Exercise tasks:
1) Retype the passage from the genetics flashcards word for word, starting at "Traits that typically" and ending at "progression (BRAKE PEDALS)".
2) In the genetics flashcards, what change in enzyme activity characterizes the oncogenic form of Ras?

Genetic Inheritance and Cancer Biology Flashcards

Flashcards on Genetic Inheritance Patterns, Cancer Biology, and Genetic Mutations

Monozygotic twins

Twins that share 100% of their genes; concordance for single-gene disorders should ideally be 100%

Dizygotic twins

Twins that share about 50% of their genes; concordance for recessive single-gene disorders is typically lower, often around 25%.

Specific age of onset

Suggests a genetic cause, as many genetic disorders manifest at particular life stages.

Autosomal recessive

Showing 25% of children from two unaffected heterozygous parents affected indicates this inheritance pattern.

Autosomal dominant

Traits that typically show affected individuals in every generation.

Recessive traits

Traits can skip generations.

X-linked recessive inheritance

Leads to a higher prevalence of the disease in males; males only have one X chromosome, so a recessive gene on that chromosome will cause the disease.

Tumor suppressor genes

Inhibit cell cycle progression (BRAKE PEDALS)

Oncogenes

Promote cell cycle progression (GAS PEDAL), leading to uncontrolled cell growth.

Mutations in oncogenes

Often result in gain-of-function

Mutations in tumor suppressor genes

Typically lead to loss-of-function.

Dominant negative mutation

A type of mutation where the mutant gene product interferes with the function of the wild-type (normal) gene product, even when the wild-type gene is present.

Dominant negative mutation

Occurs in tumor suppressor genes, like p53

Haploinsufficiency

A genetic phenomenon where a single copy of a functional gene is not sufficient to produce a normal phenotype.

Oncogenic form of Ras

Characterized by decreased GTPase activity, leading to prolonged signaling and increased cell proliferation.

Information supplied:
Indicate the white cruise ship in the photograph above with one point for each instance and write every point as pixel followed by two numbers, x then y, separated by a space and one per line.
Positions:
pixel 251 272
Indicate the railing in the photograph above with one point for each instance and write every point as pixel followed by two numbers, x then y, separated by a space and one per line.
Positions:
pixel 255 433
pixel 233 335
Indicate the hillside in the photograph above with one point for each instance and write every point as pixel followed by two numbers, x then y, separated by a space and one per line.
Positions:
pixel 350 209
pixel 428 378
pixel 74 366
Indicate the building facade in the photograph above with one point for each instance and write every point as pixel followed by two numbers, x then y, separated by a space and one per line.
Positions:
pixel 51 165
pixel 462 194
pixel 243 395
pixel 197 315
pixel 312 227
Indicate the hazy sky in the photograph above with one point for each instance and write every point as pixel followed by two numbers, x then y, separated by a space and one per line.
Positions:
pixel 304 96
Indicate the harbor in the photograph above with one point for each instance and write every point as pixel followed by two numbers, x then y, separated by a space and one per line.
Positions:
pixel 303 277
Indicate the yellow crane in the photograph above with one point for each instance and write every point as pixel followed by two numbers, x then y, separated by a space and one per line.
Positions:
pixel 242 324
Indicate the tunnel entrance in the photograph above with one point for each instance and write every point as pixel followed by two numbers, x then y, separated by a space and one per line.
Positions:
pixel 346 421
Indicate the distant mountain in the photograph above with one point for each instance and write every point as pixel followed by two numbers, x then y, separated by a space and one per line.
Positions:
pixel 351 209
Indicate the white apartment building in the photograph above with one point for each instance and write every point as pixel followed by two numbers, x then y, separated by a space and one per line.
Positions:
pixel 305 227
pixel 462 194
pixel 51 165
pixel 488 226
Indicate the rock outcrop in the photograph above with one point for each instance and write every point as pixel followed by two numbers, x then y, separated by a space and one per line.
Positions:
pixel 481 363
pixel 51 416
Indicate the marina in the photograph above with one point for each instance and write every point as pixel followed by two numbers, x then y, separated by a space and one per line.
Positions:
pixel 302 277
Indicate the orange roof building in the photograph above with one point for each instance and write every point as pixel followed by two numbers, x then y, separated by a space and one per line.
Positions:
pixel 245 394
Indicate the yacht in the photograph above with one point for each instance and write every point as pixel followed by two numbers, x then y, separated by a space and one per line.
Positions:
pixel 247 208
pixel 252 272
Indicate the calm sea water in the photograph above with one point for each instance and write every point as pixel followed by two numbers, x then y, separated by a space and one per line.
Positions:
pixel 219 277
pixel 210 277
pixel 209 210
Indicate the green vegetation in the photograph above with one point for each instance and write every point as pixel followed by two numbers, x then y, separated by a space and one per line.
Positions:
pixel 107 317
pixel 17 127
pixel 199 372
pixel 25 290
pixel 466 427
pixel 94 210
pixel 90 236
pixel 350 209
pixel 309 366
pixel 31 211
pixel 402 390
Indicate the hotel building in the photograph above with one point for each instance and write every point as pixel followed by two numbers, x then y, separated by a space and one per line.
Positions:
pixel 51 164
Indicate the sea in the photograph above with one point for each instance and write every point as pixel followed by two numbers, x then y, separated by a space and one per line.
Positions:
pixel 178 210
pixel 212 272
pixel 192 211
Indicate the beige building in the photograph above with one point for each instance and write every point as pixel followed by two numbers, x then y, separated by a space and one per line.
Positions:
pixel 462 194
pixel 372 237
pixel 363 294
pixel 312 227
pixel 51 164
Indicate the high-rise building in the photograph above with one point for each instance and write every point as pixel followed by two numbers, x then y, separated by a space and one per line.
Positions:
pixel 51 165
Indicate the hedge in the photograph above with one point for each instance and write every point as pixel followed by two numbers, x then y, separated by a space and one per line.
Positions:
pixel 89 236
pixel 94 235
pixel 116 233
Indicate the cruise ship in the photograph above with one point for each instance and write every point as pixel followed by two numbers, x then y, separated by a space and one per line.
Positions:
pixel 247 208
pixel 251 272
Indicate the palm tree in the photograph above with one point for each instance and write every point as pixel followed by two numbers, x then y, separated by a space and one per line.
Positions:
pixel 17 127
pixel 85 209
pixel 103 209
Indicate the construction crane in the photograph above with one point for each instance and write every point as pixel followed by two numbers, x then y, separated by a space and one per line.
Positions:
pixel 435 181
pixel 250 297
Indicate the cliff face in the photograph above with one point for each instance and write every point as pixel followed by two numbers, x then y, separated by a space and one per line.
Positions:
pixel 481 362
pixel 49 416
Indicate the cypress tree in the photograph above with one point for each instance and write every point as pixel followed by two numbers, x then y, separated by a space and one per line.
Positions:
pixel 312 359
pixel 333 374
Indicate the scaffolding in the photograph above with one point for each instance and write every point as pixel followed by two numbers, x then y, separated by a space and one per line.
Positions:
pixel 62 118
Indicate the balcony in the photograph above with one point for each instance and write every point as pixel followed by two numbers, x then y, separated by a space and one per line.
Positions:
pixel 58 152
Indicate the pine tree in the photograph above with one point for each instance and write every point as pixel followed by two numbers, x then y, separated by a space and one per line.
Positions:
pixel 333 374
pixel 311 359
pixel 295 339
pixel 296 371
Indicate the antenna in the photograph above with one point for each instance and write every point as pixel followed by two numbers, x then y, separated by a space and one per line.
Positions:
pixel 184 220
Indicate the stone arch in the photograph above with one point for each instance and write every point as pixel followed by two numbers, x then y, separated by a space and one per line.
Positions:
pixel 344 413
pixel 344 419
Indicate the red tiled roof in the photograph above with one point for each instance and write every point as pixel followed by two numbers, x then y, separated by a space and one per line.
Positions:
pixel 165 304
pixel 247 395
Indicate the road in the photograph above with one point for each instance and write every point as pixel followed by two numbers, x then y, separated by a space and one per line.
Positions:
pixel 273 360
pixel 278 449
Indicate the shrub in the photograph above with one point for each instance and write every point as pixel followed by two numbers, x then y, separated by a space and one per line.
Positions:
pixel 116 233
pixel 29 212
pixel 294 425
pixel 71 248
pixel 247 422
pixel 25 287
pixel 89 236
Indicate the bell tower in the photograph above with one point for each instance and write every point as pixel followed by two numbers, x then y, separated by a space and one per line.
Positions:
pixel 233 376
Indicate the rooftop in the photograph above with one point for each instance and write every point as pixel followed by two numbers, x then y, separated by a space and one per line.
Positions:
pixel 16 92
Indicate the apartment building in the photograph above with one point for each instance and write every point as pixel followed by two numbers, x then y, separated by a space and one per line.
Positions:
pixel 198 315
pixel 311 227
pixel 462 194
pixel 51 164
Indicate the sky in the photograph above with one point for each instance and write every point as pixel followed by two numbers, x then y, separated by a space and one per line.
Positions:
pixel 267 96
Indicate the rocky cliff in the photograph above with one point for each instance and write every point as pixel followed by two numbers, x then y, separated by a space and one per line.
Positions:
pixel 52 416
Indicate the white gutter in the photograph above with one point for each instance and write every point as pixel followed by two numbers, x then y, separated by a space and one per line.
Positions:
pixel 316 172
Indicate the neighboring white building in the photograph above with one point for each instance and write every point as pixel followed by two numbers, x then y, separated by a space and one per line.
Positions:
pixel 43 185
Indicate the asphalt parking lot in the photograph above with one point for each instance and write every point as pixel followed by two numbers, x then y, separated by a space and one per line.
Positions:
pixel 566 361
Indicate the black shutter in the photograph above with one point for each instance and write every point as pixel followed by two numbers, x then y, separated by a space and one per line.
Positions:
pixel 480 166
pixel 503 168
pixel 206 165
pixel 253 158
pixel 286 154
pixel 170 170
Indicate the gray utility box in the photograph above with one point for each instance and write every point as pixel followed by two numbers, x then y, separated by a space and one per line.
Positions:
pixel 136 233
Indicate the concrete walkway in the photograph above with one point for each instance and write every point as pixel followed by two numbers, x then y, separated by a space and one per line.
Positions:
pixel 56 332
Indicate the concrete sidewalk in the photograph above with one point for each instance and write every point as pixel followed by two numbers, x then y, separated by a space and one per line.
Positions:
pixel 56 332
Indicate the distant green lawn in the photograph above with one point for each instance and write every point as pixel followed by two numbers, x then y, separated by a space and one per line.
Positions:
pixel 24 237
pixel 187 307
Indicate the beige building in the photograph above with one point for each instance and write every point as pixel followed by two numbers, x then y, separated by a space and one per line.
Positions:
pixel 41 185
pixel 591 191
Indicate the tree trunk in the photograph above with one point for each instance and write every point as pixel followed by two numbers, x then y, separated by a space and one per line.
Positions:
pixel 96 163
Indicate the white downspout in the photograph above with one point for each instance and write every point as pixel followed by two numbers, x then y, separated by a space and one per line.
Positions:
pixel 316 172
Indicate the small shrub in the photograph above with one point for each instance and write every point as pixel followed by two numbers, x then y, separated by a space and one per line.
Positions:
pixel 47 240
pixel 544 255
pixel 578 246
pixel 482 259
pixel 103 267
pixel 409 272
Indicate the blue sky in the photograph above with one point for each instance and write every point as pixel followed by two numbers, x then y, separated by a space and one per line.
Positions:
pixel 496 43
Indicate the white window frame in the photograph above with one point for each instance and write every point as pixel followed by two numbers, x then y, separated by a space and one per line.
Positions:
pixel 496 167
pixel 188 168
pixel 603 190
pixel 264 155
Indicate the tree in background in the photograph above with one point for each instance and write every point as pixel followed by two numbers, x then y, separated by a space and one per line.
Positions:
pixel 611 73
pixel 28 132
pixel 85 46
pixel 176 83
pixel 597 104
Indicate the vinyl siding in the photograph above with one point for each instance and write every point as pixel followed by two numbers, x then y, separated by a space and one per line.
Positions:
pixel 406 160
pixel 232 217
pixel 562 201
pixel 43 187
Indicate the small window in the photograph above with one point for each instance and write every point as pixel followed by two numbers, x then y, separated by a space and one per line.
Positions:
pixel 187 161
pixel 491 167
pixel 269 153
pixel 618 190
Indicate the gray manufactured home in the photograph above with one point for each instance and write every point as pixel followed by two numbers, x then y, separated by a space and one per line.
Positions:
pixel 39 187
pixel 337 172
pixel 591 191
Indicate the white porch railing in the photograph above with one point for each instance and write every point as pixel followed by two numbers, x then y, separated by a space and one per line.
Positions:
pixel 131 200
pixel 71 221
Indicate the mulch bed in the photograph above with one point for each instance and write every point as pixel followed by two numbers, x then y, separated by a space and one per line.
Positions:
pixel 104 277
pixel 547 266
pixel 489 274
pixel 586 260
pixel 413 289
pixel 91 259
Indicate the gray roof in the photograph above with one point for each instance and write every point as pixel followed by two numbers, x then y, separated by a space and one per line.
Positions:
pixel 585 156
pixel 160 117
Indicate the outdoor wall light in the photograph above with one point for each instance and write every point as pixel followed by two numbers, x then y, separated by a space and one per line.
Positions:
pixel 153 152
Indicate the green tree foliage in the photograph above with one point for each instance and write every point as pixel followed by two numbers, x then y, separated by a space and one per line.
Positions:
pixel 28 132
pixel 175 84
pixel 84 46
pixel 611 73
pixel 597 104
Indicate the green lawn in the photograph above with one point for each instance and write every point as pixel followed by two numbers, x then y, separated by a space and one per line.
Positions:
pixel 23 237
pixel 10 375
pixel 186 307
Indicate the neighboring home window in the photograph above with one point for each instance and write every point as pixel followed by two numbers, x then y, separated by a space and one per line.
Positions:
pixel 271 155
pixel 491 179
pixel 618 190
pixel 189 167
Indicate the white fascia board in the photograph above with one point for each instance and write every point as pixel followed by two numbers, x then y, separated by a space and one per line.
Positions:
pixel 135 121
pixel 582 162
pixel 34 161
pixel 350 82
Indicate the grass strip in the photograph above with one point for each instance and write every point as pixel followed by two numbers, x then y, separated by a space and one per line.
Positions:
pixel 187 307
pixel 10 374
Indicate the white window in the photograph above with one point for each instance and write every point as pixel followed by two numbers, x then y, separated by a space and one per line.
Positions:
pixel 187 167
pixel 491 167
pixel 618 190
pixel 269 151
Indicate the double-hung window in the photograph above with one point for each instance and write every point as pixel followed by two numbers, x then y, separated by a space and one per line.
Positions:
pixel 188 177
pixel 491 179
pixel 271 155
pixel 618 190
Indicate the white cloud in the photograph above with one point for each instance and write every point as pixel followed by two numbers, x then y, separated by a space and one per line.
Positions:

Answers to the exercises:
1)
Traits that typically show affected individuals in every generation.

Recessive traits

Traits can skip generations.

X-linked recessive inheritance

Leads to a higher prevalence of the disease in males; males only have one X chromosome, so a recessive gene on that chromosome will cause the disease.

Tumor suppressor genes

Inhibit cell cycle progression (BRAKE PEDALS)

2) Decreased GTPase activity.